About this exercise
A verbatim copy of each record is required.

Supplied material
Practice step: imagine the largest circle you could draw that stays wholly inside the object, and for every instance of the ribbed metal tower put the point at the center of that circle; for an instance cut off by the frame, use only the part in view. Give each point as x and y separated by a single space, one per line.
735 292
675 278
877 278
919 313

Written solution
Practice step: imagine the largest circle you could draw that stays wholly inside the object, and for every instance of the ribbed metal tower put the point at the center of that circle; for an instance cut off by the frame, use only the part in view. Give each point as x and y separated by a single space, one per line.
735 292
675 278
877 278
919 313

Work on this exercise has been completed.